* Your tasks *
a. In the commit log, rewrite everything from "Commit fb4bfb32 (bigfile/virtmem: Do" down to "which modify pages.", replacing "bug-protection" with "safety checks".
b. For each statement about the commit log below, say yes or no depending on whether the text agrees, and quote the words that decide it. (i) Rebranding the Nexedi stack is allowed without any license. (ii) storeblk is invoked only at commit time. (iii) The bug fixed in commit 87bf4908 left fileh->writeout_inprogress set to 1 after a storeblk error.

* Quoted text *
▽
Relicense to GPLv3+ with wide exception for all Free Software / Open Source... · f11386a4

Kirill Smelkov authored 7 years ago

Relicense to GPLv3+ with wide exception for all Free Software / Open Source projects + Business options.

Nexedi stack is licensed under Free Software licenses with various exceptions
that cover three business cases:

- Free Software
- Proprietary Software
- Rebranding

As long as one intends to develop Free Software based on Nexedi stack, no
license cost is involved. Developing proprietary software based on Nexedi stack
may require a proprietary exception license. Rebranding Nexedi stack is
prohibited unless rebranding license is acquired.

Through this licensing approach, Nexedi expects to encourage Free Software
development without restrictions and at the same time create a framework for
proprietary software to contribute to the long term sustainability of the
Nexedi stack.

Please see https://www.nexedi.com/licensing for details, rationale and options.

f11386a4

06 Jul, 2017 1 commit

bigfile/virtmem: Don't forget to release fileh->writeout_inprogress on storeblk error · 87bf4908

Kirill Smelkov authored 7 years ago

Commit fb4bfb32 (bigfile/virtmem: Do storeblk() with virtmem lock
released) added bug-protection to fileh_dirty_writeout() so that it could
not be called twice at the same time or in parallel with other functions
which modify pages.

However it missed the code path when storeblk() call returned with error
and whole writeout was thus erroring out, but with fileh->writeout_inprogress
still left set to 1 incorrectly.

This was leading to things like

    bigfile/virtmem.c:419: fileh_dirty_discard: Assertion `!(fileh->writeout_inprogress)' failed.

and crashes.

Fix it.

87bf4908

10 Jan, 2017 2 commits

bigfile/virtmem: Do storeblk() with virtmem lock released · fb4bfb32

Kirill Smelkov authored 8 years ago

Like with loadblk (see f49c11a3 "bigfile/virtmem: Do loadblk() with
virtmem lock released" for the reference) storeblk() calls are
potentially slow and external code that serves the call can take other
locks in addition to virtmem lock taken by virtmem subsystem.
If that "other locks" are also taken before external code calls e.g.
with fileh_invalidate_page() in different codepath - a deadlock can happen:

      T1                  T2

      commit              invalidation-from-server received
      V -> storeblk
                          Z   <- ClientStorage.invalidateTransaction()
      Z -> zeo.store
                          V   <- fileh_invalidate_page (of unrelated page)

The solution to avoid deadlock, like for loadblk case, is to call storeblk()
with virtmem lock released.

However unlike loadblk which can be invoked at any time, storeblk is
invoked at commit time only so for storeblk case we handle rules for making
sure virtmem stays consistent after virtmem lock is retaken differently:

1. We disallow several parallel writeouts for one fileh. This way dirty
   pages handling logic can not mess up. This restriction is also
   consistent with ZODB 2 phase commit protocol where for a transaction
   commit logic is invoked/handled from only 1 thread.

2. For the same reason we disallow discard while writeout is in
   progress. This is also consistent with ZODB 2 phase commit protocol
   where txn.tpc_abort() is not expected to be called at the same time
   with txn.commit().
△
* Excerpted data *
▽
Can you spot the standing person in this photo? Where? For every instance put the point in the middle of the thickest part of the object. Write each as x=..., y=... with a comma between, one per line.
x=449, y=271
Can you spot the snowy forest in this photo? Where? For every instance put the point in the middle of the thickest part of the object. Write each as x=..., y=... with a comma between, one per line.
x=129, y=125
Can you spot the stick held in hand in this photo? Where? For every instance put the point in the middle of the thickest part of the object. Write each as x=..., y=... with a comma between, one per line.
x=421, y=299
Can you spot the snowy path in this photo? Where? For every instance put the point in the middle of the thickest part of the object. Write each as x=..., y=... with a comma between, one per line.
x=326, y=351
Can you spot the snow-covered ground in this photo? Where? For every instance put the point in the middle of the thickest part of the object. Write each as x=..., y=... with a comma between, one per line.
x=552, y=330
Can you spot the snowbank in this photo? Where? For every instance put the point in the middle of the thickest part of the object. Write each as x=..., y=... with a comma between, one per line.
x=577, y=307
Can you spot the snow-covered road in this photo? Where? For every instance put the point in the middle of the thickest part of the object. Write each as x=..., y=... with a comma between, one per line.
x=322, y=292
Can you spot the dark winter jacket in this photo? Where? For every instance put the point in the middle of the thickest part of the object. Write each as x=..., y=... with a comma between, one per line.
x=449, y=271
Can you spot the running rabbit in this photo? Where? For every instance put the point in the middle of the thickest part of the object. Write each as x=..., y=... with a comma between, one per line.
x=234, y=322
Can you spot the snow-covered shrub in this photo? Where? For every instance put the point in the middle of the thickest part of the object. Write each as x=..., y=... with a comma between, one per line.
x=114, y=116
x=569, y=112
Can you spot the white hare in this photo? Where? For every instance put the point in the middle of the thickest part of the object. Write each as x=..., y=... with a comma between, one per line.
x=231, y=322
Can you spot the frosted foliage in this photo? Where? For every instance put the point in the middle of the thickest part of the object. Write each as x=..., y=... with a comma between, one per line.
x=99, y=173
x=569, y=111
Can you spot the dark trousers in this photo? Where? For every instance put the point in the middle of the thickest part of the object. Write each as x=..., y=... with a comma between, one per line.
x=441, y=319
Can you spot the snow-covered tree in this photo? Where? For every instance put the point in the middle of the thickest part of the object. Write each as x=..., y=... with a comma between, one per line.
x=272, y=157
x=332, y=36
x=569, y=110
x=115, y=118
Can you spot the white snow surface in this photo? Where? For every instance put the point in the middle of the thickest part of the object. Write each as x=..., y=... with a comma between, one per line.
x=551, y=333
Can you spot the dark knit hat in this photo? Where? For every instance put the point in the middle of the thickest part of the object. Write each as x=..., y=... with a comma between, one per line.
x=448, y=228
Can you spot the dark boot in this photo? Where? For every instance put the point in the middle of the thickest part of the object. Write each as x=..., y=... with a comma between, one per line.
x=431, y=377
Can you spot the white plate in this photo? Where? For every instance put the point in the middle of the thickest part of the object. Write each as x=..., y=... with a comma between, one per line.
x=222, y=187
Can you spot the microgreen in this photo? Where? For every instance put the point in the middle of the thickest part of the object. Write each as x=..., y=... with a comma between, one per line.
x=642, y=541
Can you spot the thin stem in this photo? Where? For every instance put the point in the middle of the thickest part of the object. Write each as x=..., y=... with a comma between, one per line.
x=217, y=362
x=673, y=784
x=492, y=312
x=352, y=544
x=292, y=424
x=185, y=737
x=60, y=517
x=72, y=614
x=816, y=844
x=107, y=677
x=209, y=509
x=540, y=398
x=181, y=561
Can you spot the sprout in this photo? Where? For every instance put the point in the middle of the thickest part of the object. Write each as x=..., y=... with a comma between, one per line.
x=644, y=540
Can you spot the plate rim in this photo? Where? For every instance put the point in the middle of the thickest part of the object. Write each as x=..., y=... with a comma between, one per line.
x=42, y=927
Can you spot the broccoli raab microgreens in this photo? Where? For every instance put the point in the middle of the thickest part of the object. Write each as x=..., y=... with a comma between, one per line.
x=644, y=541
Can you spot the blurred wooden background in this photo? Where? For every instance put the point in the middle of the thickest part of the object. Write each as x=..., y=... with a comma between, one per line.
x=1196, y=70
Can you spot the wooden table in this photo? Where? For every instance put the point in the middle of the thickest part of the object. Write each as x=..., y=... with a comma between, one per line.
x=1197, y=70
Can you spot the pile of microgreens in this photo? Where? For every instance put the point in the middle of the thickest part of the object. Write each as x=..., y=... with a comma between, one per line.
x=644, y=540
△
* The answers *
a.
Commit fb4bfb32 (bigfile/virtmem: Do storeblk() with virtmem lock
released) added safety checks to fileh_dirty_writeout() so that it could
not be called twice at the same time or in parallel with other functions
which modify pages.

b.
(i) No: "Rebranding Nexedi stack is prohibited unless rebranding license is acquired."
(ii) Yes: "storeblk is invoked at commit time only"
(iii) Yes: "but with fileh->writeout_inprogress still left set to 1 incorrectly."